**SUPPLIED TEXT:**

■ ■ ■

USC electrical engineer Kun Yue believes in nanotechnology.
“There is no known cure for many of the most debilitating neural diseases,” said Yue, a Ph.D. student in the USC Viterbi Ming Hsieh Department of Electrical Engineering. “New technology can ease people’s suffering.”
Nano medicine is popular, but not many are working on it because few universities have the resources for the interdisciplinary work.
Yue, who is pursuing his research with the help of a 2014 Research Enhancement Fellowship awarded by the USC Graduate School, is devising an ambitious interdisciplinary plan to treat neurological disorders such as multiple sclerosis with nanotechnology under the guidance of Professor Alice Parker, leader of the USC BioRC Project.
Parker’s team has accepted the National Academy of Engineering’s challenge to reverse engineer the brain, and Yue’s work is part of it.Doctoral student Kun Yue (USC Photo/Steve Cohn)
“Nano medicine is popular, but not many are working on it because few universities have the resources for the interdisciplinary work,” Yue said. “USC is one of the universities that does.”
This interdisciplinary research has wide implications for the treatment and understanding of neurological disorders. The current treatment for many such ailments is deep brain stimulation, for which an electrode is implanted in the brain through invasive surgery. Nanotechnology has the potential to achieve the same results without the risks of major surgery.
Yue’s first step to achieving this goal is to build an electrical circuit model of selected brain circuits. This model will help Yue and other researchers to understand how disorders such as multiple sclerosis occur in the brain and pave the way for developing medical treatments.
He will use the support of the Research Enhancement Fellowship to take advantage of USC’s strengths in key research areas. Beyond the field of electrical engineering, Yue will work with USC’s experts in neuroscience, medicine and pharmacology.

■ ■ ■

**EXCERPTED DATA:**
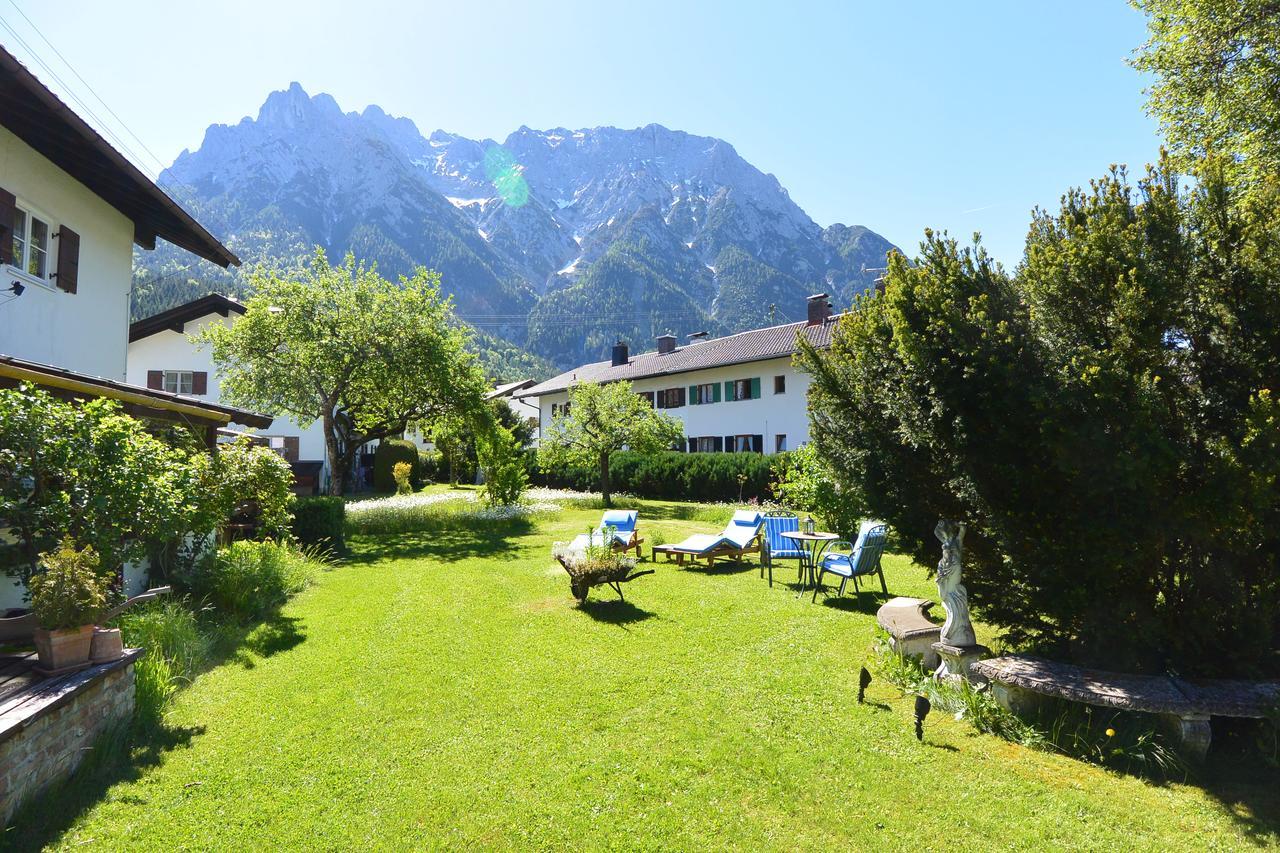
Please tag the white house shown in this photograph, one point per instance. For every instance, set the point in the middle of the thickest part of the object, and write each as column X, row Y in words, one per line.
column 163, row 356
column 737, row 393
column 71, row 211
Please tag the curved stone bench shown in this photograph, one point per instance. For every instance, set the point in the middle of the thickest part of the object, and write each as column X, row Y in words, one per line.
column 1018, row 683
column 910, row 629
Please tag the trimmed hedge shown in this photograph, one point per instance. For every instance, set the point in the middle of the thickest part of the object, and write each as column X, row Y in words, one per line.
column 677, row 477
column 391, row 451
column 320, row 521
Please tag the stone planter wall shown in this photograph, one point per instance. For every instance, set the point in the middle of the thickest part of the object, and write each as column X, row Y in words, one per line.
column 44, row 739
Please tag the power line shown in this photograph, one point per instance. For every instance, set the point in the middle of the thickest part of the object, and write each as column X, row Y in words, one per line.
column 91, row 90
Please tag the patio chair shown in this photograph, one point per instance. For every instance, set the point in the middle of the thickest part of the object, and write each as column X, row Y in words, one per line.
column 777, row 546
column 855, row 560
column 617, row 529
column 740, row 537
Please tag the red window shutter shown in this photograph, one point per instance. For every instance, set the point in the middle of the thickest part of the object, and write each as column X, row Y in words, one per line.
column 8, row 213
column 68, row 259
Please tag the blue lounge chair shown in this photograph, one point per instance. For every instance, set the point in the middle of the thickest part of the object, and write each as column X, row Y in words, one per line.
column 777, row 546
column 617, row 529
column 740, row 537
column 855, row 560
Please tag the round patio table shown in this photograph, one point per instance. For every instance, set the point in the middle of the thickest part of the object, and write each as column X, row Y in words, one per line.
column 812, row 546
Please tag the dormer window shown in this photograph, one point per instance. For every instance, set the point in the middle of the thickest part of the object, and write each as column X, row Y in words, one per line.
column 31, row 237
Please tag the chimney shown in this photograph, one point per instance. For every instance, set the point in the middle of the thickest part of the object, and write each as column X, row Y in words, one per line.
column 819, row 309
column 620, row 354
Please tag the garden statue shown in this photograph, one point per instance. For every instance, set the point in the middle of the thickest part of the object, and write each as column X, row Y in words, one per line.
column 958, row 646
column 956, row 630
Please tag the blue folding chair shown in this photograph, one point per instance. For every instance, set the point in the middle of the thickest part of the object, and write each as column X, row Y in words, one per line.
column 855, row 560
column 777, row 546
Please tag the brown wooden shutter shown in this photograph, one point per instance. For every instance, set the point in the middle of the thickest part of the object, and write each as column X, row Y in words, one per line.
column 8, row 213
column 68, row 259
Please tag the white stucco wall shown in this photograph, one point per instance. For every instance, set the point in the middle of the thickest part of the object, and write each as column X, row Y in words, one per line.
column 169, row 350
column 86, row 331
column 771, row 415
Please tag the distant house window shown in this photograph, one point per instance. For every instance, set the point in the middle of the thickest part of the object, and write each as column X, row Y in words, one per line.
column 179, row 382
column 31, row 243
column 671, row 398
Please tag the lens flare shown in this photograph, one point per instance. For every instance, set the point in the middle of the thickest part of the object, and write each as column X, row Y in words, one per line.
column 506, row 176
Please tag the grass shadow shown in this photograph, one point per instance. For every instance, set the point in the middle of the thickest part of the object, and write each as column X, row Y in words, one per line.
column 615, row 612
column 446, row 544
column 120, row 755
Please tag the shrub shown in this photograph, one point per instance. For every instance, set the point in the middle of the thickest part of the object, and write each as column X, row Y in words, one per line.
column 68, row 592
column 403, row 474
column 250, row 579
column 320, row 521
column 257, row 482
column 428, row 468
column 506, row 473
column 676, row 477
column 1104, row 418
column 388, row 454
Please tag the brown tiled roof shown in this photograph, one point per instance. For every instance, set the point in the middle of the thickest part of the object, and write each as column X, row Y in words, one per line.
column 757, row 345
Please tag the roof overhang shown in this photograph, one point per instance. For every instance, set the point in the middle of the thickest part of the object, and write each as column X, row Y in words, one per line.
column 177, row 318
column 144, row 402
column 40, row 119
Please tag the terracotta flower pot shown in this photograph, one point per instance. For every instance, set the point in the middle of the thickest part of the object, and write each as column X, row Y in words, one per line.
column 108, row 646
column 63, row 651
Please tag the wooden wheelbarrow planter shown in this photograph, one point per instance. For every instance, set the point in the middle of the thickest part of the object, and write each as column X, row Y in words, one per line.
column 580, row 582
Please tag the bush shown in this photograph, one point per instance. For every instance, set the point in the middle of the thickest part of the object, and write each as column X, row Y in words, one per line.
column 256, row 482
column 403, row 475
column 428, row 468
column 68, row 592
column 250, row 579
column 676, row 477
column 388, row 454
column 320, row 521
column 506, row 468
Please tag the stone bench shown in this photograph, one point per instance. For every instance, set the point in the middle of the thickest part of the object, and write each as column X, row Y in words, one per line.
column 910, row 630
column 1184, row 706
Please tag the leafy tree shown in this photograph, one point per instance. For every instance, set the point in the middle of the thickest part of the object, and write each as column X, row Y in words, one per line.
column 1216, row 65
column 602, row 420
column 1104, row 419
column 347, row 347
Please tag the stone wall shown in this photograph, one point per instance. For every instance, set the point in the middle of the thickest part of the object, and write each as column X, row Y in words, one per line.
column 50, row 746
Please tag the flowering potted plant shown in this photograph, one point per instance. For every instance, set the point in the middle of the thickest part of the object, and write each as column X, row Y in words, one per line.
column 67, row 597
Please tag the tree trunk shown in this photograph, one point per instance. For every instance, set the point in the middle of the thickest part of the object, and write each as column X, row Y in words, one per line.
column 604, row 479
column 330, row 447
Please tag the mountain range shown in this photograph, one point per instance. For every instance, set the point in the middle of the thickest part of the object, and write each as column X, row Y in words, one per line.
column 554, row 242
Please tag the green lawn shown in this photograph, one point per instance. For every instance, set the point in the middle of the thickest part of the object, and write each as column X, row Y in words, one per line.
column 444, row 690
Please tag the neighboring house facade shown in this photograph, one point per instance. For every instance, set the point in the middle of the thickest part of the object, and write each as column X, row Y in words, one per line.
column 737, row 393
column 71, row 211
column 163, row 356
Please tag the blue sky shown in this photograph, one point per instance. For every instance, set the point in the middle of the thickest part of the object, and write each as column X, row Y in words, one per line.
column 895, row 115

■ ■ ■

**ABOUT THIS EXERCISE:**
Repeat the passage from the article on Kun Yue's research, starting with "Yue, who is" and going on through "(USC Photo/Steve Cohn)". The lines have no connection to the text about Kun Yue's nanotechnology research.

**YOUR SOLUTION:**
Yue, who is pursuing his research with the help of a 2014 Research Enhancement Fellowship awarded by the USC Graduate School, is devising an ambitious interdisciplinary plan to treat neurological disorders such as multiple sclerosis with nanotechnology under the guidance of Professor Alice Parker, leader of the USC BioRC Project.
Parker’s team has accepted the National Academy of Engineering’s challenge to reverse engineer the brain, and Yue’s work is part of it.Doctoral student Kun Yue (USC Photo/Steve Cohn)